Todo carvão produzido nesta região vai para as indústrias do município de Açailândia, importante pólo siderúrgico onde encontram-se empresas como a Vale do Rio Doce e Ferroguza.


 


O Centro de Defesa da Vida e dos Direitos Humanos de Açailândia (CDVDH), que há dez anos trabalha na região combatendo o trabalho escravo na região sul do Maranhão, denuncia: “tanto no trabalho do corte de madeira, quanto nas carvorias existem trabalhadores em situação de escravidão”.


 


“Não se trata apenas da destruição da floresta, a ação dos carvoeiros e dos madeireiros sustenta o ciclo econômico do trabalho escravo e desestrutura completamente a dinâmica da sociedade dos Guajajara”, confirma o Conselho Indigesnista Missionário (Cimi), que trabalha há 27 anos com os povos indígenas do Maranhão.  


 


 


Durante os dois dias em que a reportagem esteve na terra Araribóia, correu a notícia de que uma grande operação, envolvendo o Exército, a Polícia Federal, o Ibama e Funai, seria realizada para prender não-índios foragidos da polícia e coibir a extração ilegal de madeira. Neste período, o movimento de extração esteve totalmente paralisado. Não encontramos nenhum caminhão, arrrastão, tratores ou homens com moto-serra foram  na área de maior fluxo. No entanto, foram encontradas toras cortadas de Ipê e Jatoba abandonadas.


 


“Quando tem operação as autoridades só encontram os índios, parece até que os madereiros já sabem. No fim sobra para nós passar pela humilhação de ser tratado feito bandido”, afirma o cacique da aldeia Angelim, Dico Rodrigues Guajajara.


 


 


Isolados em risco


 


Há pouco mais de um mês, os Guajajara do Araribóia contataram visualmente aproximadamente 60 pessoas do povo Awá que vive isolado de maneira nômade perambulando pelo o que restou da floresta. Anteriormente haviam vestígios da presença dos Awá nesta região, evitando o contato a todo custo com a sociedade envolvente ou mesmo com os Guajajara. “Neste contexto de violência, os Awá são os mais vulneráveis a violência e as doenças transmitidas pelos ‘brancos’” diz José Pedro Luís, da Funai de Imperatriz.


 


Segundo Pedro Luís, dentro do estado mais pobre da federação, os Guajajara do Araribóia são o povo indígena com maior índice de tuberculose, e o fator principal é a desnutrição.”Com a chegada do madeireiro, muita gente deixou de fazer roça e ficou dependente da derrubada. Agora que a mata vai se acabando, o povo vai passando necessidade. Antes não era assim, cada família fazia vivia da sua roça e aqui tinha muita caça” comenta o cacique Itamar.

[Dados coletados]
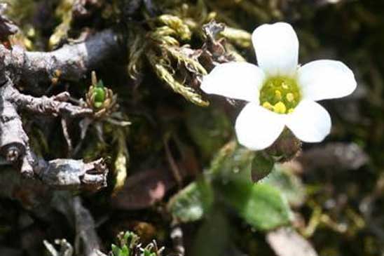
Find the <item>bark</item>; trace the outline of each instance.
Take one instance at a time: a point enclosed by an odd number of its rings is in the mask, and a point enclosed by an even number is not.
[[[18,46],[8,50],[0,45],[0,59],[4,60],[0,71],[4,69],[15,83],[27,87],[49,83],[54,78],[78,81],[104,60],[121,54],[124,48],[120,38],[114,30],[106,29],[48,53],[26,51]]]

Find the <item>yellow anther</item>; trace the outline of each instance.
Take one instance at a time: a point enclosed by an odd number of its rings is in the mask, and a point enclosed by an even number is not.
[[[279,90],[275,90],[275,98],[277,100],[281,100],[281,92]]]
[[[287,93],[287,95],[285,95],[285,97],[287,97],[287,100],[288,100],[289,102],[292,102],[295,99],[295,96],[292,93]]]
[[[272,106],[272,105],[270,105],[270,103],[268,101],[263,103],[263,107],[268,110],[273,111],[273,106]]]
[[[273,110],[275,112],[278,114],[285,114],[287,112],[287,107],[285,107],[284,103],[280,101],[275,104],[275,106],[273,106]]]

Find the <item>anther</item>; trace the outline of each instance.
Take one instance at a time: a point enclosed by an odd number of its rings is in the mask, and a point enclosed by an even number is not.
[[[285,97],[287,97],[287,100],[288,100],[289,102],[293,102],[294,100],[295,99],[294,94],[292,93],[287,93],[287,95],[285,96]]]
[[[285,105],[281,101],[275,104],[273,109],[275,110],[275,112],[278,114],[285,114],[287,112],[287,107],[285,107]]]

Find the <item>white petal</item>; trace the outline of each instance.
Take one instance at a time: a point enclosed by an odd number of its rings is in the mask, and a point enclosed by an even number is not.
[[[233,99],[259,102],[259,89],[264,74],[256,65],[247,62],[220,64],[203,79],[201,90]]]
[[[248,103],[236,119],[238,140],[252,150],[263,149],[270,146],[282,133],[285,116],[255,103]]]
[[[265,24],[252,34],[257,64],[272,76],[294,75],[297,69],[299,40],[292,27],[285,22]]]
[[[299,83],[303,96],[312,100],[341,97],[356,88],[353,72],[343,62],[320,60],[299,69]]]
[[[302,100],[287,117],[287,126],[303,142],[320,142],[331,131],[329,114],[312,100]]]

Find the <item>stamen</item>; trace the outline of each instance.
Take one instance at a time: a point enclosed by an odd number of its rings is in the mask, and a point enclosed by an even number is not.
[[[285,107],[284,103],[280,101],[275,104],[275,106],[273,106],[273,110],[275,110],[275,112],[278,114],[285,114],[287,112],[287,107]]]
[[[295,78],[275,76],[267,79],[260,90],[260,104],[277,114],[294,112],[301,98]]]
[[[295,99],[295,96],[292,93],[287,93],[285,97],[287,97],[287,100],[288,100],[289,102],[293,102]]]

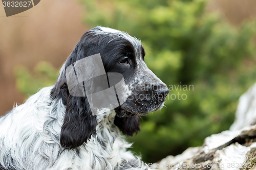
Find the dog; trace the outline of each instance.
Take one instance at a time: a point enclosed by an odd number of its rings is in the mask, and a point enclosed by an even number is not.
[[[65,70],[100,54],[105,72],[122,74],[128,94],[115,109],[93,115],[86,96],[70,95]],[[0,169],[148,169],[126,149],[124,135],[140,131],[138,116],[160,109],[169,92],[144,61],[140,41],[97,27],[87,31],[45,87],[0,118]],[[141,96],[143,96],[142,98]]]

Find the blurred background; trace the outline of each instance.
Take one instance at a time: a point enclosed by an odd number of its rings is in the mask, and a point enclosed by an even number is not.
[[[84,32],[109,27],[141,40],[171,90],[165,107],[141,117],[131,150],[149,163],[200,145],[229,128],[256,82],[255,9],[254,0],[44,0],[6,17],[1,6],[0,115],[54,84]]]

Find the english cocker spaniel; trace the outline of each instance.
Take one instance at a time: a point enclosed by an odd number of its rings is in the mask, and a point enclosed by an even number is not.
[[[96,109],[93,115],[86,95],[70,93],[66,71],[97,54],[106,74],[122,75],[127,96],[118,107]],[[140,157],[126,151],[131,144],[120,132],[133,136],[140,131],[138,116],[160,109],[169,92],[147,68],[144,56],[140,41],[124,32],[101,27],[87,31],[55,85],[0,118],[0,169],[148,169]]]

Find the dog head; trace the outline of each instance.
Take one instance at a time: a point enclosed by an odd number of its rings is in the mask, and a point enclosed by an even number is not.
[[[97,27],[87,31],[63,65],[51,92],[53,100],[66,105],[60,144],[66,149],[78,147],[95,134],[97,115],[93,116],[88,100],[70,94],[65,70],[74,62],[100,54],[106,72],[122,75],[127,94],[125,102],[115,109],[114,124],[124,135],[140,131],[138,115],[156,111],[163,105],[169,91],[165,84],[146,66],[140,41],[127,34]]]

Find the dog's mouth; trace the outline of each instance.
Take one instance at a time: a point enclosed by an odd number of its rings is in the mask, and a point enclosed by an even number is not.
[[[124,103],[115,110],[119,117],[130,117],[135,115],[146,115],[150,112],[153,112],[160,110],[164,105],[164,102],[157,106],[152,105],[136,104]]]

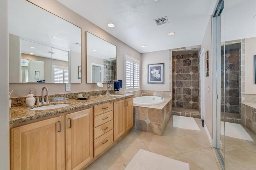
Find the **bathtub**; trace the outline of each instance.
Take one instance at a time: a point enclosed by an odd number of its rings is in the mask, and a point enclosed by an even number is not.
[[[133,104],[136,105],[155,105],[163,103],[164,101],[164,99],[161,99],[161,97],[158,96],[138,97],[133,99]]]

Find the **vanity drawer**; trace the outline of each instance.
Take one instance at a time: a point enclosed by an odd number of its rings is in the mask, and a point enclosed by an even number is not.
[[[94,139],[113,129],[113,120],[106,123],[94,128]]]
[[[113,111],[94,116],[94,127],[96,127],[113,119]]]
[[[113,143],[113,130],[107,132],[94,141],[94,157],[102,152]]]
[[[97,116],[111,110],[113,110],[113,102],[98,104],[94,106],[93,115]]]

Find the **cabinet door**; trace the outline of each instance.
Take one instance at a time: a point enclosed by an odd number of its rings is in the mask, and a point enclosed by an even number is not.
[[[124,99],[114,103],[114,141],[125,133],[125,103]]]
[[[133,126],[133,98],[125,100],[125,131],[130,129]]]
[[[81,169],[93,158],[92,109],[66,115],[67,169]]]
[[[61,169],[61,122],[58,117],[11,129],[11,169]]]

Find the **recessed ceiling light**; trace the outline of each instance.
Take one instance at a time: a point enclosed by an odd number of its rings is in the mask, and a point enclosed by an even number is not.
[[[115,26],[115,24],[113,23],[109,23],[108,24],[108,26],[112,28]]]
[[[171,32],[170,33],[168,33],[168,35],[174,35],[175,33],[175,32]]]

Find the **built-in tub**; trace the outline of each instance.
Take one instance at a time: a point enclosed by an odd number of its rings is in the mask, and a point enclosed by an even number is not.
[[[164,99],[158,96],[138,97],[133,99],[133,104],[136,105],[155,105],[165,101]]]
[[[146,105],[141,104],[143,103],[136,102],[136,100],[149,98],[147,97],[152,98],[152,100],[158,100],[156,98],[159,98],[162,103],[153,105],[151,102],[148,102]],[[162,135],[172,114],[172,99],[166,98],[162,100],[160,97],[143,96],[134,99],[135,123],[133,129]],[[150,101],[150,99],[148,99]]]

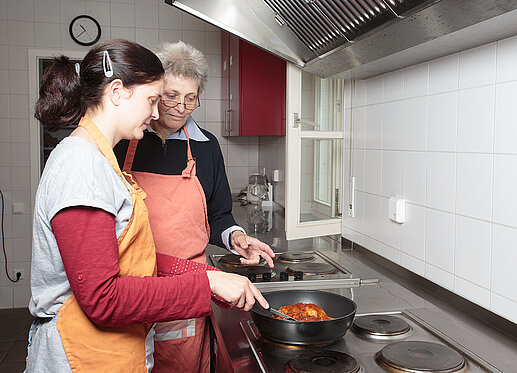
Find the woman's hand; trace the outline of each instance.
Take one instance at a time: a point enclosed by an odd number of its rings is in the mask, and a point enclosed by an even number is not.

▶ O que fazer
Escreva a continuação da reportagem sobre os Guajajara e a exploração de madeira na terra Araribóia, a partir da última frase. As linhas não são necessárias para esta atividade.

▶ Resposta da tarefa
 


Não sói a tuberculose, doenças sexualmente transmissíveis também chamam atenção. Na terra indígena, três pessoas morreram infectadas pelo vírus da aids e ainda há outro doente infectado com o vírus. “As doenças sexualmente transmissíveis, como a Aids, são um grande perigo. A falta de informação e atendimento pode levar a uma tragédia”, afirma Pedro Luís. 


 


A dificuldade no transporte dos doentes da Floresta até a cidade e o fato de existir apenas uma equipe de saúde para  cobrir as 49 aldeias da terra indígena coloca os Guajajara do Araribóia em total abandono no que se refere à saúde. 


 


Um futuro diferente?


 


Além da falta de estrutura, a escola Kari não recebeu alimentos para merenda, material didático. O salário de sua única professora, Conceição que leciona para alunos de 1ª a 4ª série, está atrasado há 5 meses. A partir da quinta série todos os alunos Guajajara precisam ir para cidade para estudar, o que na época de chuva é impossível de ser feito. “Que futuro que nós vamos dar pra essas crianças nas condições em que vivemos?” questiona Conceição.


 


Sem projetos ou financiamento do governo para agricultura ou exploração sustentável dos recursos naturais da floresta, neste momento não existem alternativas econômicas imediatas no horizonte dos Guajajara da Aribóia. “Ninguém fica feliz vendo a mata ir embora, mas sem nenhuma assistência, de remédio, de educação e sem nenhum projeto do governo para plantar a nossa roça, o que é que a gente vai fazer para sobreviver? E esse homens do Ibama que criticam a gente, queria ver viver aqui abandonado na floresta como a vive”, desafia a liderança da aldeia Iporangatú,  Vírgulino de Souza Guajajara.